* **ASSIGNED TASK**:
In your copy, reproduce each entry exactly and leave out the pictures.

[Data extracted from a collection]
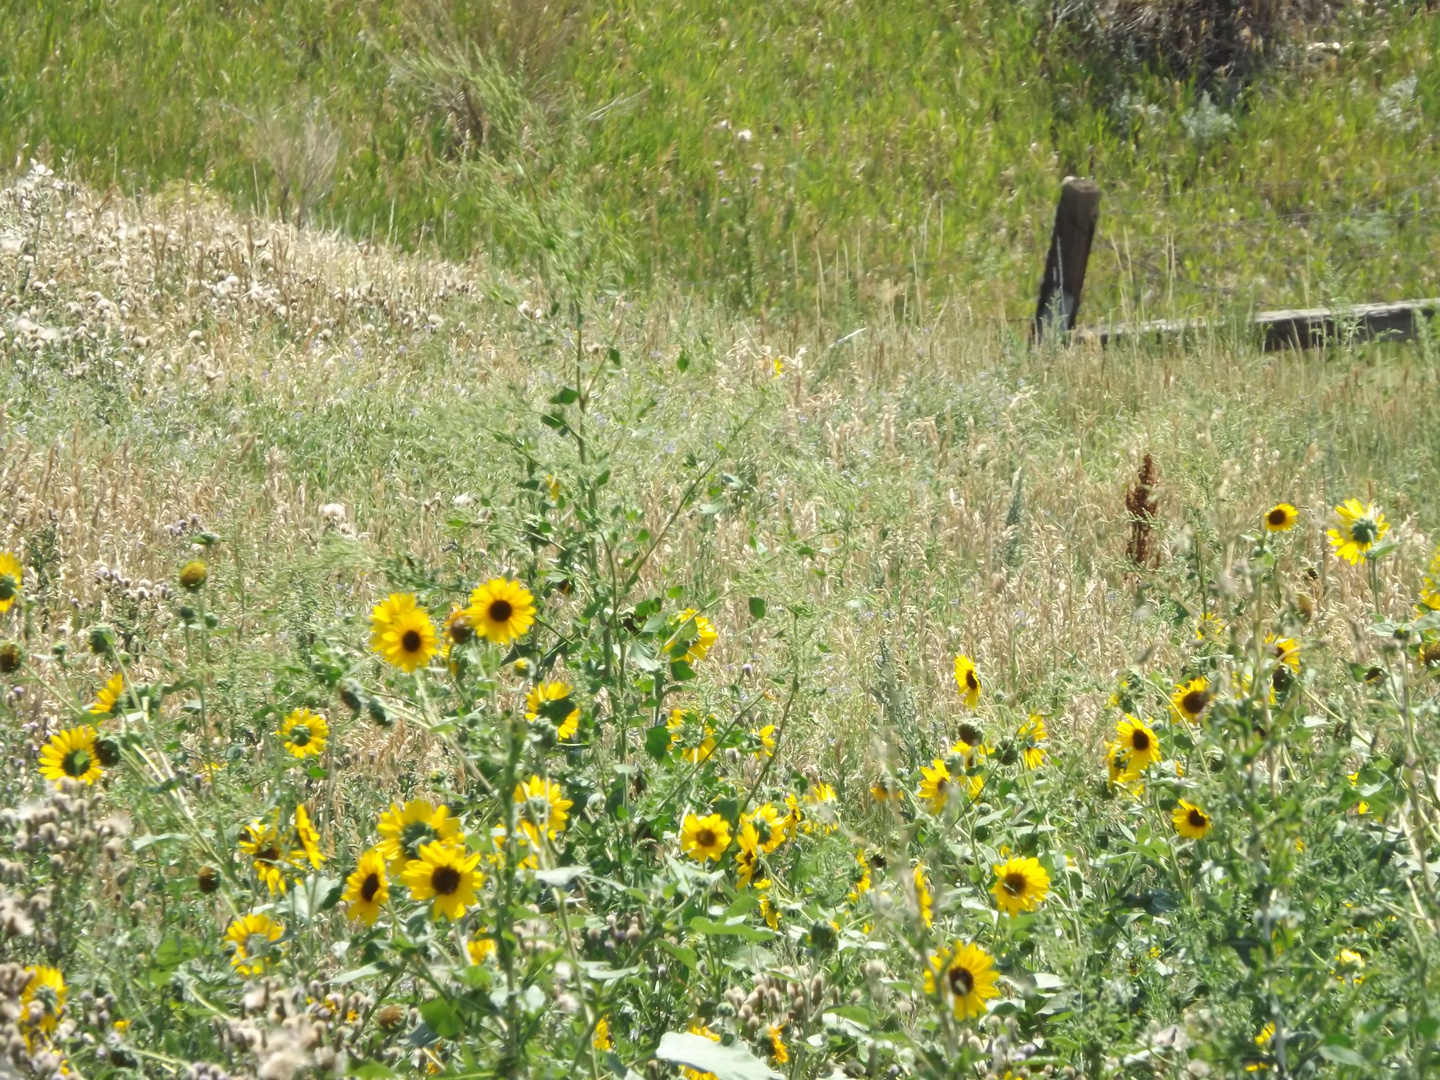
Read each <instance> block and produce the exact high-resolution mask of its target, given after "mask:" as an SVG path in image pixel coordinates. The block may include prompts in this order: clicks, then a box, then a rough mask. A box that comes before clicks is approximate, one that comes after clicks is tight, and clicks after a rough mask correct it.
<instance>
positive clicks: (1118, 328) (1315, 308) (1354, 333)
mask: <svg viewBox="0 0 1440 1080" xmlns="http://www.w3.org/2000/svg"><path fill="white" fill-rule="evenodd" d="M1436 314H1440V300H1398V301H1392V302H1388V304H1355V305H1354V307H1348V308H1302V310H1282V311H1260V312H1257V314H1256V315H1254V318H1253V320H1250V325H1251V327H1253V328H1254V333H1256V337H1257V340H1259V341H1260V343H1261V346H1263V347H1264V350H1266V351H1274V350H1276V348H1313V347H1318V346H1323V344H1326V343H1331V341H1339V340H1344V338H1349V340H1355V341H1375V340H1385V341H1413V340H1414V337H1416V334H1417V330H1416V327H1417V324H1418V321H1420V320H1421V318H1433V317H1434V315H1436ZM1211 325H1212V324H1211V323H1210V321H1208V320H1204V318H1165V320H1156V321H1153V323H1122V324H1120V325H1112V327H1100V328H1099V330H1079V331H1076V336H1077V337H1079V338H1081V340H1084V338H1090V340H1099V341H1100V344H1103V346H1107V344H1110V343H1112V341H1122V340H1132V341H1135V340H1145V338H1153V340H1165V338H1172V337H1182V336H1185V334H1201V333H1204V331H1205V330H1208V328H1210V327H1211Z"/></svg>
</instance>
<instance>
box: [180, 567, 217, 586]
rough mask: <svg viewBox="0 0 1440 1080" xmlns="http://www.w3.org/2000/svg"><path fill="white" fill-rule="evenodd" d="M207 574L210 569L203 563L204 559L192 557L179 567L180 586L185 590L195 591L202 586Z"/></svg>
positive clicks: (205, 578) (208, 576)
mask: <svg viewBox="0 0 1440 1080" xmlns="http://www.w3.org/2000/svg"><path fill="white" fill-rule="evenodd" d="M209 576H210V570H209V567H207V566H206V564H204V560H203V559H192V560H190V562H189V563H186V564H184V566H181V567H180V588H181V589H184V590H186V592H196V590H199V589H203V588H204V582H206V579H207V577H209Z"/></svg>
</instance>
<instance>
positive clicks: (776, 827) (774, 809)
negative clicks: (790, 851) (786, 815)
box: [744, 802, 789, 855]
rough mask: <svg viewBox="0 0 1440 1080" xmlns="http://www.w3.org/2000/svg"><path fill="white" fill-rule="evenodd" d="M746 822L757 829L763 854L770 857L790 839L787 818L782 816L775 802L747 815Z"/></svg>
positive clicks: (759, 846) (768, 802) (759, 808)
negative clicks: (772, 853)
mask: <svg viewBox="0 0 1440 1080" xmlns="http://www.w3.org/2000/svg"><path fill="white" fill-rule="evenodd" d="M744 821H747V822H749V824H750V825H752V827H755V834H756V837H757V838H759V848H760V852H762V854H766V855H769V854H770V852H772V851H775V848H778V847H779V845H780V844H783V842H785V841H786V840H788V838H789V827H788V824H786V818H782V816H780V812H779V811H778V809H776V808H775V804H773V802H766V804H765V805H762V806H757V808H756V809H755V812H753V814H749V815H746V818H744Z"/></svg>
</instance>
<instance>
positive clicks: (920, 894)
mask: <svg viewBox="0 0 1440 1080" xmlns="http://www.w3.org/2000/svg"><path fill="white" fill-rule="evenodd" d="M910 880H912V881H913V883H914V904H916V909H919V912H920V922H922V923H924V924H926V926H927V927H929V926H930V924H932V923H935V896H933V894H932V893H930V883H929V881H927V880H926V877H924V863H916V864H914V870H913V871H910Z"/></svg>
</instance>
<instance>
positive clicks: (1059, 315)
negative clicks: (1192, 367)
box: [1034, 176, 1440, 351]
mask: <svg viewBox="0 0 1440 1080" xmlns="http://www.w3.org/2000/svg"><path fill="white" fill-rule="evenodd" d="M1099 219H1100V189H1099V186H1096V183H1094V181H1093V180H1080V179H1076V177H1073V176H1067V177H1066V180H1064V183H1063V184H1061V187H1060V203H1058V206H1057V207H1056V225H1054V229H1053V232H1051V236H1050V249H1048V252H1047V253H1045V274H1044V276H1043V278H1041V282H1040V302H1038V304H1037V305H1035V323H1034V340H1035V341H1041V340H1043V338H1044V337H1045V334H1047V333H1060V334H1063V336H1073V337H1076V338H1080V340H1099V341H1100V344H1102V346H1109V344H1112V343H1115V341H1143V340H1158V341H1159V340H1165V338H1174V337H1184V336H1185V334H1200V333H1202V331H1205V330H1210V328H1211V327H1212V325H1214V324H1212V323H1211V321H1210V320H1204V318H1166V320H1158V321H1153V323H1122V324H1119V325H1106V327H1099V328H1096V330H1089V328H1086V330H1080V331H1076V317H1077V314H1079V311H1080V291H1081V289H1083V288H1084V274H1086V265H1087V262H1089V259H1090V245H1092V240H1093V239H1094V229H1096V223H1097V222H1099ZM1437 314H1440V298H1437V300H1397V301H1391V302H1387V304H1355V305H1352V307H1346V308H1303V310H1282V311H1260V312H1257V314H1256V315H1254V317H1253V318H1251V320H1250V325H1251V327H1253V330H1254V334H1256V337H1257V338H1259V341H1260V344H1261V346H1263V348H1264V350H1266V351H1274V350H1277V348H1316V347H1323V346H1326V344H1331V343H1336V341H1413V340H1416V337H1418V336H1420V324H1421V323H1423V321H1426V320H1430V318H1434V317H1436V315H1437Z"/></svg>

* **SOLVED EXERCISE**:
Read each <instance> block and produce the exact high-resolution mask of its target, given after "mask:" as an SVG path in image pixel coordinates. The block may include prompts in this order: clicks, then a box, then a rough mask. A box that comes before clicks is approximate, one that comes after clicks is tight, and clicks after a rough mask correct it.
<instance>
positive clicks: (1118, 328) (1315, 308) (1354, 333)
mask: <svg viewBox="0 0 1440 1080" xmlns="http://www.w3.org/2000/svg"><path fill="white" fill-rule="evenodd" d="M1436 314H1440V300H1398V301H1392V302H1388V304H1355V305H1354V307H1348V308H1302V310H1282V311H1260V312H1257V314H1256V315H1254V318H1253V320H1250V325H1251V327H1253V328H1254V333H1256V337H1257V340H1259V341H1260V343H1261V346H1263V347H1264V350H1266V351H1274V350H1276V348H1313V347H1318V346H1323V344H1326V343H1331V341H1339V340H1344V338H1349V340H1355V341H1375V340H1385V341H1413V340H1414V337H1416V334H1417V330H1416V327H1417V324H1418V321H1420V320H1421V318H1433V317H1434V315H1436ZM1211 325H1212V324H1211V323H1210V321H1208V320H1204V318H1165V320H1156V321H1153V323H1122V324H1120V325H1112V327H1100V328H1099V330H1079V331H1076V336H1077V337H1079V338H1081V340H1084V338H1090V340H1099V341H1100V344H1103V346H1107V344H1110V343H1112V341H1122V340H1132V341H1135V340H1145V338H1153V340H1165V338H1172V337H1182V336H1185V334H1201V333H1204V331H1205V330H1208V328H1210V327H1211Z"/></svg>
</instance>
<instance>
box: [180, 567, 217, 586]
rough mask: <svg viewBox="0 0 1440 1080" xmlns="http://www.w3.org/2000/svg"><path fill="white" fill-rule="evenodd" d="M207 574L210 569L203 563L204 559L192 557L179 567L180 586L185 590L195 591L202 586Z"/></svg>
positive clicks: (205, 578) (208, 576)
mask: <svg viewBox="0 0 1440 1080" xmlns="http://www.w3.org/2000/svg"><path fill="white" fill-rule="evenodd" d="M209 576H210V570H209V567H207V566H206V564H204V560H203V559H192V560H190V562H189V563H186V564H184V566H181V567H180V588H181V589H184V590H186V592H196V590H199V589H203V588H204V582H206V579H207V577H209Z"/></svg>
</instance>
<instance>
positive clicks: (776, 827) (774, 809)
negative clicks: (790, 851) (786, 815)
box: [744, 802, 789, 855]
rough mask: <svg viewBox="0 0 1440 1080" xmlns="http://www.w3.org/2000/svg"><path fill="white" fill-rule="evenodd" d="M746 822L757 829L763 854L770 857L790 839L787 818L782 816L775 802L747 815Z"/></svg>
positive clicks: (759, 846) (768, 802) (759, 808)
negative clicks: (772, 853)
mask: <svg viewBox="0 0 1440 1080" xmlns="http://www.w3.org/2000/svg"><path fill="white" fill-rule="evenodd" d="M744 821H747V822H749V824H750V825H752V827H755V834H756V837H757V838H759V848H760V852H762V854H766V855H769V854H770V852H772V851H775V848H778V847H779V845H780V844H783V842H785V841H786V840H788V838H789V827H788V824H786V818H782V816H780V812H779V811H778V809H776V808H775V804H773V802H766V804H765V805H762V806H757V808H756V809H755V812H753V814H749V815H746V818H744Z"/></svg>
</instance>
<instance>
positive clicks: (920, 894)
mask: <svg viewBox="0 0 1440 1080" xmlns="http://www.w3.org/2000/svg"><path fill="white" fill-rule="evenodd" d="M910 880H912V881H913V883H914V904H916V909H919V912H920V922H922V923H924V924H926V926H927V927H929V926H930V924H932V923H935V896H933V894H932V893H930V883H929V881H927V880H926V877H924V863H916V864H914V870H913V871H910Z"/></svg>
</instance>
<instance>
positive clicks: (1059, 315)
negative clicks: (1192, 367)
box: [1034, 176, 1440, 351]
mask: <svg viewBox="0 0 1440 1080" xmlns="http://www.w3.org/2000/svg"><path fill="white" fill-rule="evenodd" d="M1099 219H1100V189H1099V186H1096V183H1094V181H1093V180H1080V179H1076V177H1073V176H1067V177H1066V180H1064V183H1063V184H1061V187H1060V203H1058V206H1057V207H1056V225H1054V229H1053V232H1051V236H1050V249H1048V252H1047V253H1045V274H1044V276H1043V278H1041V282H1040V302H1038V304H1037V305H1035V323H1034V340H1035V341H1041V340H1043V338H1044V337H1045V334H1047V333H1060V334H1063V336H1073V337H1076V338H1080V340H1099V341H1100V344H1102V346H1109V344H1112V343H1115V341H1143V340H1158V341H1159V340H1165V338H1174V337H1184V336H1185V334H1200V333H1202V331H1205V330H1210V328H1211V327H1212V325H1214V324H1212V323H1211V321H1210V320H1204V318H1166V320H1158V321H1153V323H1122V324H1119V325H1106V327H1099V328H1096V330H1089V328H1086V330H1080V331H1076V317H1077V314H1079V311H1080V291H1081V289H1083V288H1084V274H1086V265H1087V262H1089V259H1090V245H1092V240H1093V239H1094V229H1096V223H1097V222H1099ZM1437 314H1440V298H1437V300H1397V301H1391V302H1387V304H1355V305H1352V307H1346V308H1303V310H1282V311H1260V312H1257V314H1256V315H1254V317H1253V318H1251V320H1250V325H1251V327H1253V330H1254V334H1256V337H1257V338H1259V341H1260V344H1261V346H1263V348H1264V350H1266V351H1274V350H1277V348H1316V347H1323V346H1326V344H1331V343H1336V341H1413V340H1416V337H1418V336H1420V324H1421V323H1423V321H1426V320H1430V318H1434V317H1436V315H1437Z"/></svg>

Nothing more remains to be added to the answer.